--- Start Exercise materials ---

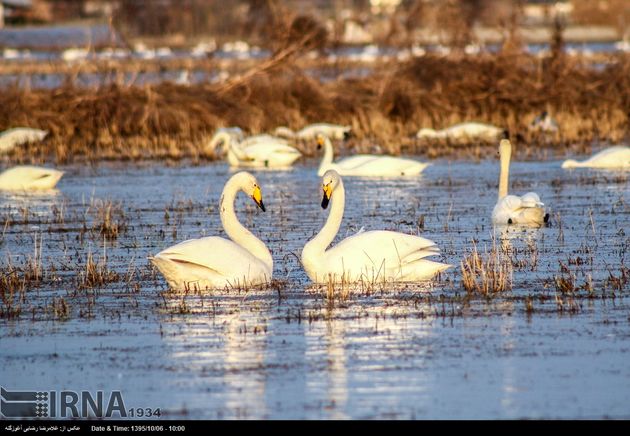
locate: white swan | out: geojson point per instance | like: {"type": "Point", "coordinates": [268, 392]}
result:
{"type": "Point", "coordinates": [262, 152]}
{"type": "Point", "coordinates": [612, 157]}
{"type": "Point", "coordinates": [512, 209]}
{"type": "Point", "coordinates": [311, 131]}
{"type": "Point", "coordinates": [367, 256]}
{"type": "Point", "coordinates": [544, 123]}
{"type": "Point", "coordinates": [214, 262]}
{"type": "Point", "coordinates": [27, 177]}
{"type": "Point", "coordinates": [464, 132]}
{"type": "Point", "coordinates": [367, 165]}
{"type": "Point", "coordinates": [11, 138]}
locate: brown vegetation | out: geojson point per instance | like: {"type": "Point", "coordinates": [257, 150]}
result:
{"type": "Point", "coordinates": [389, 106]}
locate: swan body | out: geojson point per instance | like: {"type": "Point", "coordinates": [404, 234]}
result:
{"type": "Point", "coordinates": [612, 157]}
{"type": "Point", "coordinates": [513, 209]}
{"type": "Point", "coordinates": [311, 131]}
{"type": "Point", "coordinates": [11, 138]}
{"type": "Point", "coordinates": [263, 151]}
{"type": "Point", "coordinates": [464, 132]}
{"type": "Point", "coordinates": [367, 165]}
{"type": "Point", "coordinates": [216, 263]}
{"type": "Point", "coordinates": [368, 255]}
{"type": "Point", "coordinates": [27, 177]}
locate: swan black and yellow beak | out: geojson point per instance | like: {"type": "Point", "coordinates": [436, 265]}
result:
{"type": "Point", "coordinates": [327, 193]}
{"type": "Point", "coordinates": [257, 197]}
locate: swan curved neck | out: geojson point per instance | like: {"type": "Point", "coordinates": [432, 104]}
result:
{"type": "Point", "coordinates": [235, 230]}
{"type": "Point", "coordinates": [324, 238]}
{"type": "Point", "coordinates": [505, 173]}
{"type": "Point", "coordinates": [327, 160]}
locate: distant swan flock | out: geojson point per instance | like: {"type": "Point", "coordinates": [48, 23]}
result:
{"type": "Point", "coordinates": [371, 256]}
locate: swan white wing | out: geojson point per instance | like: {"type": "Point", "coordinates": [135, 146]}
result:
{"type": "Point", "coordinates": [366, 165]}
{"type": "Point", "coordinates": [513, 209]}
{"type": "Point", "coordinates": [330, 130]}
{"type": "Point", "coordinates": [353, 162]}
{"type": "Point", "coordinates": [472, 130]}
{"type": "Point", "coordinates": [531, 199]}
{"type": "Point", "coordinates": [264, 149]}
{"type": "Point", "coordinates": [263, 139]}
{"type": "Point", "coordinates": [29, 177]}
{"type": "Point", "coordinates": [218, 259]}
{"type": "Point", "coordinates": [382, 253]}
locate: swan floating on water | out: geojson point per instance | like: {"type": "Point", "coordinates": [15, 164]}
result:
{"type": "Point", "coordinates": [311, 131]}
{"type": "Point", "coordinates": [367, 256]}
{"type": "Point", "coordinates": [28, 177]}
{"type": "Point", "coordinates": [513, 209]}
{"type": "Point", "coordinates": [367, 165]}
{"type": "Point", "coordinates": [464, 132]}
{"type": "Point", "coordinates": [612, 157]}
{"type": "Point", "coordinates": [11, 138]}
{"type": "Point", "coordinates": [262, 151]}
{"type": "Point", "coordinates": [214, 262]}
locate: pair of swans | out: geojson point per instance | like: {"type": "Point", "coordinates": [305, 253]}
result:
{"type": "Point", "coordinates": [28, 177]}
{"type": "Point", "coordinates": [216, 263]}
{"type": "Point", "coordinates": [367, 165]}
{"type": "Point", "coordinates": [260, 151]}
{"type": "Point", "coordinates": [311, 131]}
{"type": "Point", "coordinates": [464, 132]}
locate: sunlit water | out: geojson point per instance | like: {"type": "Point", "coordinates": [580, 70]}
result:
{"type": "Point", "coordinates": [395, 353]}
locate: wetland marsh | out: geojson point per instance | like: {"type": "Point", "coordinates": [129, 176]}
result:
{"type": "Point", "coordinates": [83, 309]}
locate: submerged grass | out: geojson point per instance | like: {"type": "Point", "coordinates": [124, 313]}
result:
{"type": "Point", "coordinates": [387, 106]}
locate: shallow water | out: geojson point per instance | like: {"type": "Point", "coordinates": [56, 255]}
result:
{"type": "Point", "coordinates": [396, 352]}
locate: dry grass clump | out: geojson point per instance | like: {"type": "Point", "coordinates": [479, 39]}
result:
{"type": "Point", "coordinates": [12, 291]}
{"type": "Point", "coordinates": [96, 274]}
{"type": "Point", "coordinates": [390, 105]}
{"type": "Point", "coordinates": [110, 219]}
{"type": "Point", "coordinates": [486, 273]}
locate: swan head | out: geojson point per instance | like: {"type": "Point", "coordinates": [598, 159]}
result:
{"type": "Point", "coordinates": [505, 148]}
{"type": "Point", "coordinates": [570, 163]}
{"type": "Point", "coordinates": [330, 181]}
{"type": "Point", "coordinates": [250, 186]}
{"type": "Point", "coordinates": [321, 141]}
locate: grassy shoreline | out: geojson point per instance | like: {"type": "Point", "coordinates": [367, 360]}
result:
{"type": "Point", "coordinates": [386, 108]}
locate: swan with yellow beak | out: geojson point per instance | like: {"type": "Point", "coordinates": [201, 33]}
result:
{"type": "Point", "coordinates": [218, 263]}
{"type": "Point", "coordinates": [377, 255]}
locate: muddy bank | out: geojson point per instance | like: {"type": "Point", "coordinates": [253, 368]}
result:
{"type": "Point", "coordinates": [386, 107]}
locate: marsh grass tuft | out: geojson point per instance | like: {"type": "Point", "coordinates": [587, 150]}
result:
{"type": "Point", "coordinates": [109, 218]}
{"type": "Point", "coordinates": [486, 273]}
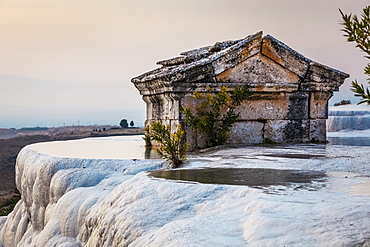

--- End Exercise materials ---

- **Aim of the task**:
Convert all of the material above into a JSON list of strings with one string per line, skipping blank lines. Leave the pictures out.

- **Correct result**:
[
  "locate: white swan | out: geojson point per instance | like: {\"type\": \"Point\", \"coordinates\": [268, 392]}",
  "result:",
  "{\"type\": \"Point\", \"coordinates\": [262, 152]}",
  "{\"type\": \"Point\", \"coordinates\": [612, 157]}",
  "{\"type\": \"Point\", \"coordinates\": [512, 209]}",
  "{\"type\": \"Point\", \"coordinates\": [311, 131]}",
  "{\"type\": \"Point\", \"coordinates\": [367, 256]}",
  "{\"type\": \"Point\", \"coordinates\": [544, 123]}",
  "{\"type\": \"Point\", \"coordinates\": [214, 262]}",
  "{\"type\": \"Point\", \"coordinates\": [27, 177]}",
  "{\"type\": \"Point\", \"coordinates\": [464, 132]}",
  "{\"type\": \"Point\", \"coordinates\": [367, 165]}",
  "{\"type\": \"Point\", \"coordinates\": [11, 138]}",
  "locate: brown vegetation | out: geojson point per instance | like: {\"type\": \"Point\", \"coordinates\": [257, 150]}",
  "result:",
  "{\"type\": \"Point\", \"coordinates\": [389, 106]}",
  "locate: swan body | out: geojson point per instance | like: {\"type\": \"Point\", \"coordinates\": [404, 234]}",
  "result:",
  "{\"type\": \"Point\", \"coordinates\": [612, 157]}",
  "{\"type\": \"Point\", \"coordinates\": [513, 209]}",
  "{\"type\": \"Point\", \"coordinates\": [311, 131]}",
  "{\"type\": \"Point\", \"coordinates\": [11, 138]}",
  "{\"type\": \"Point\", \"coordinates\": [263, 151]}",
  "{\"type\": \"Point\", \"coordinates\": [464, 132]}",
  "{\"type\": \"Point\", \"coordinates\": [367, 165]}",
  "{\"type\": \"Point\", \"coordinates\": [216, 263]}",
  "{\"type\": \"Point\", \"coordinates\": [368, 255]}",
  "{\"type\": \"Point\", \"coordinates\": [27, 177]}",
  "locate: swan black and yellow beak | out: geojson point per instance | like: {\"type\": \"Point\", \"coordinates\": [436, 265]}",
  "result:",
  "{\"type\": \"Point\", \"coordinates\": [327, 193]}",
  "{\"type\": \"Point\", \"coordinates\": [257, 197]}",
  "locate: swan curved neck | out: geojson point per instance | like: {\"type\": \"Point\", \"coordinates\": [432, 104]}",
  "result:",
  "{\"type\": \"Point\", \"coordinates\": [235, 230]}",
  "{\"type\": \"Point\", \"coordinates\": [324, 238]}",
  "{\"type\": \"Point\", \"coordinates\": [505, 173]}",
  "{\"type\": \"Point\", \"coordinates\": [327, 160]}",
  "locate: distant swan flock | out: geojson point per instance | like: {\"type\": \"Point\", \"coordinates\": [48, 23]}",
  "result:",
  "{\"type\": \"Point\", \"coordinates\": [371, 256]}",
  "locate: swan white wing | out: geojson point per instance | like: {\"type\": \"Point\", \"coordinates\": [135, 146]}",
  "result:",
  "{\"type\": \"Point\", \"coordinates\": [366, 165]}",
  "{\"type\": \"Point\", \"coordinates\": [513, 209]}",
  "{\"type\": \"Point\", \"coordinates\": [330, 130]}",
  "{\"type\": \"Point\", \"coordinates\": [353, 162]}",
  "{\"type\": \"Point\", \"coordinates\": [472, 130]}",
  "{\"type\": \"Point\", \"coordinates\": [531, 199]}",
  "{\"type\": \"Point\", \"coordinates\": [264, 149]}",
  "{\"type\": \"Point\", \"coordinates\": [263, 139]}",
  "{\"type\": \"Point\", \"coordinates\": [29, 177]}",
  "{\"type\": \"Point\", \"coordinates\": [218, 259]}",
  "{\"type\": \"Point\", \"coordinates\": [382, 253]}",
  "locate: swan floating on water | out: geojson point per instance | like: {\"type\": \"Point\", \"coordinates\": [15, 164]}",
  "result:",
  "{\"type\": \"Point\", \"coordinates\": [311, 131]}",
  "{\"type\": \"Point\", \"coordinates\": [367, 256]}",
  "{\"type\": \"Point\", \"coordinates\": [28, 177]}",
  "{\"type\": \"Point\", \"coordinates\": [513, 209]}",
  "{\"type\": \"Point\", \"coordinates\": [367, 165]}",
  "{\"type\": \"Point\", \"coordinates\": [464, 132]}",
  "{\"type\": \"Point\", \"coordinates\": [612, 157]}",
  "{\"type\": \"Point\", \"coordinates\": [11, 138]}",
  "{\"type\": \"Point\", \"coordinates\": [262, 151]}",
  "{\"type\": \"Point\", \"coordinates\": [214, 262]}",
  "locate: pair of swans | out: geojson point per instance | like: {\"type\": \"Point\", \"coordinates\": [305, 253]}",
  "result:",
  "{\"type\": \"Point\", \"coordinates\": [28, 177]}",
  "{\"type\": \"Point\", \"coordinates\": [216, 263]}",
  "{\"type\": \"Point\", \"coordinates\": [367, 165]}",
  "{\"type\": \"Point\", \"coordinates\": [260, 151]}",
  "{\"type\": \"Point\", \"coordinates\": [311, 131]}",
  "{\"type\": \"Point\", \"coordinates\": [464, 132]}",
  "locate: sunlit water | out: geojson point per instance | like: {\"type\": \"Point\", \"coordinates\": [580, 70]}",
  "result:",
  "{\"type\": \"Point\", \"coordinates\": [395, 353]}",
  "locate: wetland marsh | out: geojson point per instance | like: {\"type\": \"Point\", \"coordinates\": [129, 176]}",
  "result:",
  "{\"type\": \"Point\", \"coordinates\": [83, 309]}",
  "locate: submerged grass | out: geojson point per instance | like: {\"type\": \"Point\", \"coordinates\": [124, 313]}",
  "result:",
  "{\"type\": \"Point\", \"coordinates\": [387, 106]}",
  "locate: shallow water | out: geojson point per instance | like: {\"type\": \"Point\", \"coordinates\": [56, 255]}",
  "result:",
  "{\"type\": \"Point\", \"coordinates\": [396, 352]}",
  "locate: dry grass clump | out: geojson point per instance | like: {\"type\": \"Point\", \"coordinates\": [479, 39]}",
  "result:",
  "{\"type\": \"Point\", \"coordinates\": [12, 291]}",
  "{\"type\": \"Point\", \"coordinates\": [96, 274]}",
  "{\"type\": \"Point\", \"coordinates\": [390, 105]}",
  "{\"type\": \"Point\", \"coordinates\": [110, 219]}",
  "{\"type\": \"Point\", \"coordinates\": [486, 273]}",
  "locate: swan head | out: geojson point per instance | like: {\"type\": \"Point\", \"coordinates\": [598, 159]}",
  "result:",
  "{\"type\": \"Point\", \"coordinates\": [505, 148]}",
  "{\"type\": \"Point\", \"coordinates\": [570, 163]}",
  "{\"type\": \"Point\", \"coordinates\": [330, 181]}",
  "{\"type\": \"Point\", \"coordinates\": [250, 186]}",
  "{\"type\": \"Point\", \"coordinates\": [321, 141]}",
  "locate: grassy shoreline | out: geojson point per instance | like: {\"type\": \"Point\", \"coordinates\": [367, 360]}",
  "result:",
  "{\"type\": \"Point\", \"coordinates\": [386, 108]}",
  "locate: swan with yellow beak | out: geojson point per instance | like: {\"type\": \"Point\", \"coordinates\": [201, 33]}",
  "result:",
  "{\"type\": \"Point\", \"coordinates\": [218, 263]}",
  "{\"type\": \"Point\", \"coordinates\": [377, 255]}",
  "locate: muddy bank | out: geojson point per instance | like: {\"type\": \"Point\", \"coordinates\": [253, 368]}",
  "result:",
  "{\"type\": \"Point\", \"coordinates\": [386, 107]}",
  "locate: marsh grass tuft | out: geojson point per instance | like: {\"type\": \"Point\", \"coordinates\": [587, 150]}",
  "result:",
  "{\"type\": \"Point\", \"coordinates\": [109, 218]}",
  "{\"type\": \"Point\", \"coordinates\": [486, 273]}"
]